=== Brief ===
Could you return every record below without changing a word?

Items from a data source:
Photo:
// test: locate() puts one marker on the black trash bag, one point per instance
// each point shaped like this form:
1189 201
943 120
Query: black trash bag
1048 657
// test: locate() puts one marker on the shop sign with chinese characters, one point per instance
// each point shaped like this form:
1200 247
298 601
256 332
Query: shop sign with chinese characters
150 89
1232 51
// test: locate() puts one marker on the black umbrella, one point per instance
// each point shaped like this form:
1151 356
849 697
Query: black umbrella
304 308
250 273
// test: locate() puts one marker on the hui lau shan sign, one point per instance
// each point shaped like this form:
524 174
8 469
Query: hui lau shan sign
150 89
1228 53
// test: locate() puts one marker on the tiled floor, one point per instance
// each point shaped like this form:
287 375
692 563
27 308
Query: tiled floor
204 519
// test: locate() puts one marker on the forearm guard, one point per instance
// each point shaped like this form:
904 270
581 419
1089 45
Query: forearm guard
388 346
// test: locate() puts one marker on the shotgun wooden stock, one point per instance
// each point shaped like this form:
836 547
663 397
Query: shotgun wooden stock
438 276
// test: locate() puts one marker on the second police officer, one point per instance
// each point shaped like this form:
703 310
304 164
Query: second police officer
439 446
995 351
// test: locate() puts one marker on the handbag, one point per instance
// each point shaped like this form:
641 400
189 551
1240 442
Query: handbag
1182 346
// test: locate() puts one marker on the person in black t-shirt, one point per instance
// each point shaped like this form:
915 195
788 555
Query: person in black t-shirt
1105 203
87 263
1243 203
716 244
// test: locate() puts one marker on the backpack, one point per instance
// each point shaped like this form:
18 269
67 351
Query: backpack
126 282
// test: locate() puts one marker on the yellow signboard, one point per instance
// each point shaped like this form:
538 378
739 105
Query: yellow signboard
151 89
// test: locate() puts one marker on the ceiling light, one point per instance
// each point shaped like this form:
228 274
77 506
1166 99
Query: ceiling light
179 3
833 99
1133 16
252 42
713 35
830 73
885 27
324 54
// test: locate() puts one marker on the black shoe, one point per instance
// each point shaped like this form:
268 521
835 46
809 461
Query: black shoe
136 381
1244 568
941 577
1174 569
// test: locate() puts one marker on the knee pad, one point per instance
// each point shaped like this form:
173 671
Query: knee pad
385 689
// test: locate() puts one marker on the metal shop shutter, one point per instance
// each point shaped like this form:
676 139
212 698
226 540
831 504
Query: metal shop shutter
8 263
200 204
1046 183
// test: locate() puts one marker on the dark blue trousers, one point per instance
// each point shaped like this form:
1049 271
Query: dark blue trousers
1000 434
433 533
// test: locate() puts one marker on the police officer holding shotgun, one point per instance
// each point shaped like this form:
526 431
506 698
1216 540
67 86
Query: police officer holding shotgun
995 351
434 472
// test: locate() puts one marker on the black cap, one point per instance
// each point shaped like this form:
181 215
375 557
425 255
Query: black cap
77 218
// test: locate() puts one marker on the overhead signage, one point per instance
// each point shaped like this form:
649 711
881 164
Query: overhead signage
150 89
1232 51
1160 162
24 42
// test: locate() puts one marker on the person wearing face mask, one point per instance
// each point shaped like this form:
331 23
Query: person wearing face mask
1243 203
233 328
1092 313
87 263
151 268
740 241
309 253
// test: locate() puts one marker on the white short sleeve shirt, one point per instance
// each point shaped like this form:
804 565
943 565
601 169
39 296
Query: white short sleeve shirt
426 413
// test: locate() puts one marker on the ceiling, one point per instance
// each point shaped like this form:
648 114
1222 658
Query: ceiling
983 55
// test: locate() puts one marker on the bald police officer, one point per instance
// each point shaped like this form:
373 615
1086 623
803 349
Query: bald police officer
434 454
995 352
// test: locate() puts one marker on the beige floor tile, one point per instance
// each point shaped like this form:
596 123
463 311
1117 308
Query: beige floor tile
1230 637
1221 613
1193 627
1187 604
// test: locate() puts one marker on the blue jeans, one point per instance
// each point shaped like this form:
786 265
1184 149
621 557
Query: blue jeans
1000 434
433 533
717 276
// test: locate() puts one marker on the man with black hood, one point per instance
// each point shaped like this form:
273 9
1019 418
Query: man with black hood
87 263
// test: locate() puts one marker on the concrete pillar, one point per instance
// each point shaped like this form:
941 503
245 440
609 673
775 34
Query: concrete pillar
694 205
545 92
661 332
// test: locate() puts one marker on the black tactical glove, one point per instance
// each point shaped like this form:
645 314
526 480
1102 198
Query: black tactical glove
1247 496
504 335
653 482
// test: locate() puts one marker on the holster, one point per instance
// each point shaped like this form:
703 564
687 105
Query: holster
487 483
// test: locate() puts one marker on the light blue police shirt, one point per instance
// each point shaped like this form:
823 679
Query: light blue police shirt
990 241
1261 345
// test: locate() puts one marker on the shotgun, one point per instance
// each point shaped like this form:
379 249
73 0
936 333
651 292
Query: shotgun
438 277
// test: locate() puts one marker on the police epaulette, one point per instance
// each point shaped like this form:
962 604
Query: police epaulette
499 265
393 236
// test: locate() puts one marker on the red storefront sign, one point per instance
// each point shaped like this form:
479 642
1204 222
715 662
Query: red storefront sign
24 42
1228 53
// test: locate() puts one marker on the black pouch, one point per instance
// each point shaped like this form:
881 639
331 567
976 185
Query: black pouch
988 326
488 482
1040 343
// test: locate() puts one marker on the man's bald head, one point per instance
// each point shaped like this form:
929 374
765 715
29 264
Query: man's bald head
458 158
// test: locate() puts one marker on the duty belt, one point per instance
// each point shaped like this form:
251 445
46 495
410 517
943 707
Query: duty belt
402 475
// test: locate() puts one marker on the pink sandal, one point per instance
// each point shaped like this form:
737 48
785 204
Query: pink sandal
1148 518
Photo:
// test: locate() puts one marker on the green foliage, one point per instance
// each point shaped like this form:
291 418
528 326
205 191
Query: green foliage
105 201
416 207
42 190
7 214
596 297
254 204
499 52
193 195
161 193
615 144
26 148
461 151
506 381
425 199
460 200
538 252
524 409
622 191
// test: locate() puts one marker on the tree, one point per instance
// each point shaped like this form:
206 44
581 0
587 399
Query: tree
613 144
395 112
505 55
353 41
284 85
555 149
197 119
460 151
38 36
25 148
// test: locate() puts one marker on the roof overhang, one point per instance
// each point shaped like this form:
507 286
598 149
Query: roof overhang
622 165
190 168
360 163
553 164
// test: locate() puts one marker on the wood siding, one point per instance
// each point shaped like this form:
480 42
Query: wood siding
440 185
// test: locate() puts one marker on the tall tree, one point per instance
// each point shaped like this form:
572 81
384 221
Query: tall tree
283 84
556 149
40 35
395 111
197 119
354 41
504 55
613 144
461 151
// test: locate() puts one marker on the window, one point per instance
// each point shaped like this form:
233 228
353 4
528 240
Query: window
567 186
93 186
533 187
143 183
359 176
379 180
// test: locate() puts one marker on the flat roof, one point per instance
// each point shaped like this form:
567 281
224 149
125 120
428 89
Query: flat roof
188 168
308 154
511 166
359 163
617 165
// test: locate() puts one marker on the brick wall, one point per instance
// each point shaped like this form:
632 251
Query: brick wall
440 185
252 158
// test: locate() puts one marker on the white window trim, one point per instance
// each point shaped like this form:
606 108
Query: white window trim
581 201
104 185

=== Response to the task ===
Photo:
// test: locate() puts one marker on the black trash bag, one point per instance
// each point shaped like this form:
1189 201
943 120
Query: black trash bag
1048 657
// test: locate() puts one marker on the shop sign with chinese characters, one point per instance
// each point shaped like this form:
1200 247
298 601
256 332
Query: shop sign with chinese characters
150 89
1232 51
// test: locate() puts one marker on the black umbrella, one point per instance
// each point shaped like this form:
1151 356
849 697
Query: black umbrella
304 308
250 273
// test: locate() puts one marker on the hui lau shan sign, one point per instance
// each point shaped like this form:
524 174
8 469
Query: hui lau shan sign
150 89
1228 53
// test: locate() puts one marker on the tiled floor, one point per instance
// each point shaped like this form:
287 375
692 563
27 308
Query: tiled floor
204 519
// test: locate() puts one marker on the forearm guard, one point per instance
// each point shaped like this form:
904 270
581 419
1089 45
Query: forearm guard
388 346
// test: locate() puts one marker on the shotgun wooden stock, one point per instance
// each point shaped like this form:
836 547
663 397
Query: shotgun wooden stock
438 276
// test: locate() puts one marker on the second police officer, one point per instance
// each point shaped like this form:
703 310
304 164
Query: second police officer
439 446
995 351
// test: locate() puts one marker on the handbag, one point per instance
// each point shaped like this form:
641 400
189 551
1240 442
Query: handbag
1182 346
// test: locate() puts one marker on the person in black t-shirt, one point per instance
// each point shaped like this form:
915 195
788 555
Query: person in black t-shirt
1105 203
87 263
1243 203
716 244
// test: locate() puts one marker on the backpack, one point per instance
// each point shaped like this form:
18 269
67 351
Query: backpack
126 282
// test: locate() puts one marker on the yellow signboard, one point per instance
// each point shaped like this form:
538 378
739 105
Query: yellow signboard
151 89
// test: locate() puts one marker on the ceiling light, one point per instance
// each point shaped like this form:
228 274
77 506
1166 99
Query: ceiling light
179 3
833 99
1133 16
252 42
713 35
830 73
885 27
324 54
// test: locate() puts one marker on the black shoe, one point per instance
// each point shaped like this form:
268 521
835 46
809 461
Query: black shoe
136 381
1244 568
941 577
1174 569
// test: locate() puts one marker on the knee pad, one point per instance
// each point shaped like this form:
173 671
Query: knee pad
385 689
// test: locate() puts one marker on the metal shop shutter, one point per instance
// each point shaped like this form:
676 139
212 698
226 540
831 504
Query: metal shop shutter
8 263
200 204
1046 183
// test: locate() puts one marker on the dark blue trousers, one point per instance
// each point shaped like this form:
1049 271
Query: dark blue trousers
1000 434
433 533
// test: locate() puts one marker on the police officer holding shotgun, one point per instance
// each point shaped like this form:
526 431
506 698
1216 540
67 86
Query: police officer holding shotgun
995 351
434 472
// test: locate() puts one marker on the black cap, one point per instance
// each point shaped like this form:
181 215
375 557
425 255
Query: black cap
77 218
// test: locate() puts one marker on the overhead signage, one point per instance
// each point shaped like this form:
649 711
881 164
Query: overhead signage
150 89
1232 51
1160 162
24 42
// test: locate() puts one marker on the person wearing face mask, one point per instance
// each point shaped like this form:
331 23
Query: person wearing face mask
1243 203
233 328
1092 313
87 263
151 268
740 241
309 253
// test: locate() puts one marker on the white short sleeve shirt, one point per instance
// each point shaped like this form:
804 565
943 565
601 169
39 296
Query: white short sleeve shirt
426 413
// test: locate() puts one marker on the ceiling, one point per instance
// each point shaped like this form:
648 114
1222 658
Query: ceiling
983 55
// test: locate() puts one marker on the bald police officer, one point per instance
// each point shaped like this form:
373 615
1086 623
803 349
Query: bald police officer
434 454
995 352
// test: locate() puts one marker on the beige floor tile, one point per instance
// each point shaped like this form:
596 123
463 311
1117 308
Query: beige floor tile
1230 637
1221 613
1193 627
1187 604
// test: locate() puts one marker on the blue jeans, one point per instance
// each point shaped like this form:
786 265
1184 149
621 557
Query: blue jeans
1000 434
433 533
717 276
// test: locate() puts one marker on the man with black hood, one point per instance
// each point shaped like this form:
273 9
1019 418
Query: man with black hood
87 263
// test: locate() puts one marker on the concrete pillar, one point per instance
// each point shaped like this form:
941 503
245 440
609 673
775 34
Query: concrete pillar
694 205
545 92
661 332
// test: locate() puts one marker on the black tactical glove, one point per instance
// each point shaped like this form:
645 314
526 480
1102 198
Query: black tactical glove
1247 496
504 335
653 482
// test: locate() puts one marker on the holster, one point per instance
// each point shaped like this form:
703 564
687 105
Query: holster
487 483
// test: locate() puts one marker on the light blue police shirt, one point per instance
// each point shaped like this form:
823 679
Query: light blue police shirt
990 241
1261 345
// test: locate() puts one marker on the shotgun, one point per instance
// each point shaped like this form:
379 249
73 0
936 333
651 292
Query: shotgun
438 277
// test: locate() puts one marker on the police epaulette, one point per instance
// each point shaped like this form:
962 604
Query: police epaulette
499 265
393 236
// test: locate() puts one marker on the red storefront sign, one point per instance
// each point shaped like this form:
479 642
1204 222
715 662
Query: red storefront sign
24 42
1228 53
// test: locate() puts one marker on the black pouch, one point per instance
// each point shaped like this form:
881 639
331 567
976 185
Query: black pouch
988 326
488 482
1040 343
// test: locate() puts one marker on the man's bald head, one point per instance
// each point shaped like this form:
929 374
765 715
29 264
Query: man's bald head
458 158
// test: locate() puts one marker on the duty belt, one point per instance
// each point shaped like this form:
251 445
46 495
410 517
943 707
Query: duty belt
402 475
// test: locate() puts one marker on the pink sandal, one point per instance
// each point shaped like this form:
737 48
785 204
Query: pink sandal
1148 518
Photo:
// test: locate() puts one marker on the green foliage, one point per instance
// each point shaped like this form:
291 418
528 326
205 191
Query: green foliage
105 201
416 207
42 190
7 214
596 297
254 204
499 52
193 195
161 193
615 144
26 148
461 151
506 381
425 199
460 200
538 252
524 409
622 191
// test: locate() puts one marker on the tree, one point per instance
// each point shaped like this form:
206 44
581 0
587 399
Query: tree
613 144
395 112
505 55
353 41
284 85
555 149
197 119
460 151
38 36
25 148
// test: locate() puts one marker on the roof overhang, one point per instance
// each point shaped like this form:
507 286
598 149
Query: roof overhang
622 165
190 168
360 163
553 164
// test: locate() puts one marker on the wood siding, one point per instance
// each point shaped like this form:
480 42
Query: wood siding
440 185
// test: locate() puts one marker on the tall tree, one point per instance
// each point shaped like this form:
572 81
384 221
Query: tall tree
283 84
556 149
40 35
395 111
197 119
354 41
504 55
613 144
461 151
// test: locate() puts one marker on the window, one point per instance
// each point shaped like this form:
233 228
353 4
528 240
Query: window
567 186
93 186
533 187
143 183
359 176
379 180
// test: locate() puts one marker on the flat roof, one point per instance
// each point shaped like this form:
567 281
224 149
125 120
428 89
Query: flat roof
188 168
308 154
511 166
359 163
617 165
// test: locate() puts one marker on the brick wall, one point per instance
// each point shaped like this form:
632 251
Query: brick wall
440 185
252 158
// test: locate() puts one marker on the white window trim, one point per instance
// each point shaped like this form:
606 108
Query: white window trim
581 201
104 185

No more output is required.